On 21.01.2020 22:13, Tom Lane wrote:
Dmitry Belyavsky <beldmit@gmail.com> writes:If the C part will be reviewed and considered mergeable, I'll update the plpython tests.I haven't looked at any of the code involved in this, but I did examine the "failing" plpython test, and I'm quite distressed about that change of behavior. Simply removing the test case is certainly not okay, and I do not think that just changing it to accept this new behavior is okay either. As Nikita said upthread:7. ltree_plpython test does not fail now because Python list is converted to a text and then to a ltree, and the textual representation of a Python list has become a valid ltree text: SELECT $$['foo', 'bar', 'baz']$$::ltree; ltree ------------------------- "['foo', 'bar', 'baz']" (1 row) So Python lists can be now successfully converted to ltrees without a transform, but the result is not that is expected ('foo.bar.baz'::ltree).If this case doesn't throw an error, then we're going to have a compatibility problem whenever somebody finally gets around to implementing the python-to-ltree transform properly, because it would break any code that might be relying on this (wrong) behavior. In general, I think it's a mistake to allow unquoted punctuation to be taken as part of an ltree label, which is what this patch is evidently doing. By doing that, you'll make it impossible for anyone to ever again extend the ltree syntax, because if they want to assign special meaning to braces or whatever, they can't do so without breaking existing applications. For example, if the existing code allowed double-quote or backslash as a label character, we'd already have rejected this patch as being too big a compatibility break. So it's not very forward-thinking to close off future improvements like this. Thus, what I think you should do is require non-alphanumeric label characters to be quoted, either via double-quotes or backslashes (although it's questionable whether we really need two independent quoting mechanisms here). That would preserve extensibility, and it'd also preserve our freedom to fix ltree_plpython later, since the case of interest would still be an error for now. And it would mean that you don't have subtly different rules for what's data in ltree versus what's data in lquery or ltxtquery.

Dataset content.
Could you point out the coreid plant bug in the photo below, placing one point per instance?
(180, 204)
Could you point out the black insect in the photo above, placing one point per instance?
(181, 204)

Exercise set.
1/ In the mailing list post about ltree, list every data type that its final sentence says should not have subtly different rules for what counts as data.
2/ According to the ltree post, how should non-alphanumeric label characters be handled?
3/ Please carry on writing the post about ltree label syntax, starting after its last sentence.
The lines above aren't needed for anything here.

Task-by-task answers.
1/ ltree, lquery, ltxtquery

2/ They should be required to be quoted, either with double-quotes or with backslashes.

3/
Now non-alphanumeric label characters should be escaped in ltree, lquery and ltxtquery. Plpython tests does not require changes now.
BTW, the general rule in existing backend code that's doing string parsing is to allow non-ASCII (high-bit-set) characters to be taken as data without inquiring too closely as to what they are. This avoids a bunch of locale and encoding issues without much loss of flexibility. (If we do ever extend the ltree syntax again, we'd certainly choose ASCII punctuation characters for whatever special symbols we need, else the feature might not be available in all encodings.) So for instance in your examples involving "Ñ", it's fine to take that as a label character without concern for locale/encoding.
I'm not sure what I think about the whitespace business. It looks like what you propose is to strip unquoted leading and trailing whitespace but allow embedded whitespace. There's precedent for that, certainly, but I wonder whether it isn't too confusing. In any case you didn't document that.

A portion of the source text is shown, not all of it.